Une séance, consacrée à l’expérience yougoslave, n’a pu se tenir, mais nous avons néanmoins publié le schéma des exposés.



La planification est une question en général mal connue des militants socialistes et révolutionnaires. Deux tentations se présentent à eux : ou bien considérer que le problème est essentiellement technique, c’est-à-dire finalement de peu d’importance, ou au contraire prendre des positions tranchées en sous-estimant la complexité des rapports économiques, sociaux, et techniques, qui concernent directement ou indirectement la planification. Il ne s’agit naturellement pas d’affirmer que seule une attitude moyenne entre ces deux extrêmes est juste, il s’agit de prendre conscience de la nécessité d’examiner sérieusement, malgré les difficultés, la thématique de la planification socialiste. En effet, il y a une interdépendance étroite entre les formes de la planification et les formes de l’organisation étatique en transition vers le socialisme : un simple coup d’œil sur la réalité très diverse des pays qui ont renversé le capitalisme permet de s’en convaincre. En d’autres termes le choix des méthodes de planification influe largement sur toute l’évolution politique et sociale.
^^^^
- [Consignes]:
a - Répondez aux questions suivantes à partir du texte sur la planification socialiste :
(i) Quelle séance n'a pas pu se tenir ?
(ii) Entre quoi existe-t-il une interdépendance étroite ?
(iii) Sur quoi le choix des méthodes de planification influe-t-il largement ?
b - Reformulez sous forme de liste le paragraphe du texte sur la planification socialiste qui commence par « La planification est une question », en conservant ses faits principaux.

- [Données]:
^^^^
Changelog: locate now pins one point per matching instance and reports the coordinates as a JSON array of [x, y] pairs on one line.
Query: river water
^^^^
- [Corrigé]:
a -
(i) La séance consacrée à l'expérience yougoslave.
(ii) Entre les formes de la planification et les formes de l'organisation étatique en transition vers le socialisme.
(iii) Sur toute l'évolution politique et sociale.

b -
- La planification est une question généralement mal connue des militants socialistes et révolutionnaires.
- Ils sont exposés à deux tentations :
  - considérer le problème comme essentiellement technique, donc de peu d'importance ;
  - prendre des positions tranchées en sous-estimant la complexité des rapports économiques, sociaux et techniques liés à la planification.
- Il ne s'agit pas de prôner une position moyenne entre ces deux extrêmes, mais d'examiner sérieusement la planification socialiste, malgré les difficultés.
- Les formes de la planification et celles de l'organisation étatique en transition vers le socialisme sont étroitement interdépendantes, comme le montre la diversité des pays qui ont renversé le capitalisme.
- Le choix des méthodes de planification influe largement sur toute l'évolution politique et sociale.